## [WORK TASK]
Please give back the lines from the line containing "Task: place a pin on each instance of the horse trailer." through the end of the listing below, exactly as written and without pictures.

## [EXTRACTED ENTRIES]
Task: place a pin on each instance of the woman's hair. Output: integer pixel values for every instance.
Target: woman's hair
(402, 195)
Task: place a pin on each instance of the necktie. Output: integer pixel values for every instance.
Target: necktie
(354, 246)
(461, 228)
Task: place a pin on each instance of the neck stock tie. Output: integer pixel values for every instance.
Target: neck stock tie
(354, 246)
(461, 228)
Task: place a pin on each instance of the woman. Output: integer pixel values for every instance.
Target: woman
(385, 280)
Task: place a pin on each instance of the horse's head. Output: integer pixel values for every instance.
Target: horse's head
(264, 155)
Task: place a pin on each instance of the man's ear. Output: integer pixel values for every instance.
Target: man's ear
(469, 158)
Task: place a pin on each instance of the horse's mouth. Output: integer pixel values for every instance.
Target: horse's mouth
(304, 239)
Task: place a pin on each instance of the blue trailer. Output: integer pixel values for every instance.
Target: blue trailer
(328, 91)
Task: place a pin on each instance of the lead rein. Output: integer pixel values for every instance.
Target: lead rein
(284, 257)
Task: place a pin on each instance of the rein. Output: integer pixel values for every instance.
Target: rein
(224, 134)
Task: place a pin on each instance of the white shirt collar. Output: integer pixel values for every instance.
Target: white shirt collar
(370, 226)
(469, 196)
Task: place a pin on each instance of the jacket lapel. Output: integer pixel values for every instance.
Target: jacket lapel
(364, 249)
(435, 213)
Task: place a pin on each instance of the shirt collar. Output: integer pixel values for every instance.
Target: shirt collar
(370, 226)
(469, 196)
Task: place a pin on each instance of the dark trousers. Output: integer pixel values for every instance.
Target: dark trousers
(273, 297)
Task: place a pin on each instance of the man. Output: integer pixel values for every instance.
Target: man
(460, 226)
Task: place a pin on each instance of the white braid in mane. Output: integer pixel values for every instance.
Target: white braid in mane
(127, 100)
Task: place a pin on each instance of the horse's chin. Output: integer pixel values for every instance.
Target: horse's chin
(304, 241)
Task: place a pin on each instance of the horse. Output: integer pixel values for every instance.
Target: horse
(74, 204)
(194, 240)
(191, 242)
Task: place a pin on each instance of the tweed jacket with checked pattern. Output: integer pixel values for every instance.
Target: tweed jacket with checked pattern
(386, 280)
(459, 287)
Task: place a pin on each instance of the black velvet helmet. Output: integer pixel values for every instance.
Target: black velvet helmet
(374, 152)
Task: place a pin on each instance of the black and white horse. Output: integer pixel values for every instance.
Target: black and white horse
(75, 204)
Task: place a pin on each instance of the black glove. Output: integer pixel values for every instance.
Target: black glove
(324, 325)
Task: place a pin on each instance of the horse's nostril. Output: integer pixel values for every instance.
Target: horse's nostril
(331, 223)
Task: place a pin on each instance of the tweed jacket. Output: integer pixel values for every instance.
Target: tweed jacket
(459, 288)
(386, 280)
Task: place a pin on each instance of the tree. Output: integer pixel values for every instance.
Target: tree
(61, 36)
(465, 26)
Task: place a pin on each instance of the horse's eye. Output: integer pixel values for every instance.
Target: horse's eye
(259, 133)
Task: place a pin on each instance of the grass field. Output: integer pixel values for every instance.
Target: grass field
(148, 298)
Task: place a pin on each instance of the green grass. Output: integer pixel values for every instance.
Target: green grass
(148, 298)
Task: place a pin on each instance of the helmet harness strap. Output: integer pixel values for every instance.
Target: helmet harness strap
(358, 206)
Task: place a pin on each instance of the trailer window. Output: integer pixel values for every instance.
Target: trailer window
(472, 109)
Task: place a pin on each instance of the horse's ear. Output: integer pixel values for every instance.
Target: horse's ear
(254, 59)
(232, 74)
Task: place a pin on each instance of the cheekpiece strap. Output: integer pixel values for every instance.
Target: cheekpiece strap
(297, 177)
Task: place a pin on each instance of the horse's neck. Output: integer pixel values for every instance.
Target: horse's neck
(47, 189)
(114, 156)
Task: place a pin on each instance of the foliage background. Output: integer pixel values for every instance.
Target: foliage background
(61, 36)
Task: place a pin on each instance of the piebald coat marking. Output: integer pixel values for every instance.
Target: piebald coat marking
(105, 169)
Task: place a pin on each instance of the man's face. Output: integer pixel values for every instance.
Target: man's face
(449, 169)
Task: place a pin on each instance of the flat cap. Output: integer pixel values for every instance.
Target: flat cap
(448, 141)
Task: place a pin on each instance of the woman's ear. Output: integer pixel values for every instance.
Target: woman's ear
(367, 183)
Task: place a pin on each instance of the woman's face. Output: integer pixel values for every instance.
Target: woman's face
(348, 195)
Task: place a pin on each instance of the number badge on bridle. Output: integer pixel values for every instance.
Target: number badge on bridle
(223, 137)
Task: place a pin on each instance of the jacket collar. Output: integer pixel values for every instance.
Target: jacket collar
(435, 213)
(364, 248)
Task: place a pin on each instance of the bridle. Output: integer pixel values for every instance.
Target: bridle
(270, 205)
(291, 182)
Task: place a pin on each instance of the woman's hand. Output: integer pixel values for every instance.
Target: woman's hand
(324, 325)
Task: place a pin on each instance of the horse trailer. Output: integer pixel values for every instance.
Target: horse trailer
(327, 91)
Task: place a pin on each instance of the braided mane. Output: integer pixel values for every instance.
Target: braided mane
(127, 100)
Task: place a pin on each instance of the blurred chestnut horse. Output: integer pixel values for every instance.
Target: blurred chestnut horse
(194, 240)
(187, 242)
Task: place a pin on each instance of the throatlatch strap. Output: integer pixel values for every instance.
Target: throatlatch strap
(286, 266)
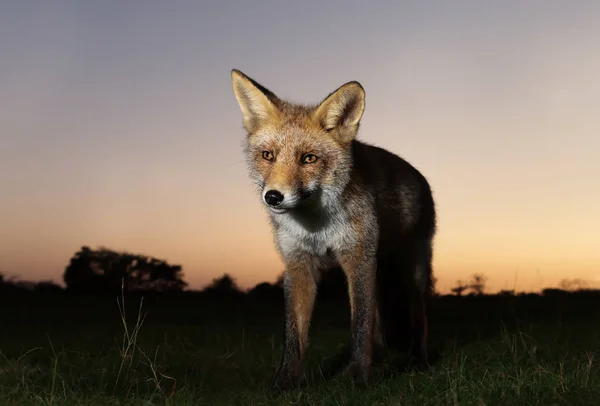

## [SOLUTION TO THE EXERCISE]
Task: place a pin on each instance of the horse trailer. Output: integer pixel values for every instance.
Target: horse trailer
(327, 91)
Task: place a pin on each instance of the braided mane. Output: integer pixel values for every instance.
Target: braided mane
(127, 100)
Task: place a pin on each instance of the blurred chestnut horse. Output: integer pixel values for every instance.
Target: blurred chestnut horse
(194, 240)
(187, 242)
Task: place a pin on each instance of the throatlatch strap. Output: integer pixel values for every instance.
Target: throatlatch strap
(286, 266)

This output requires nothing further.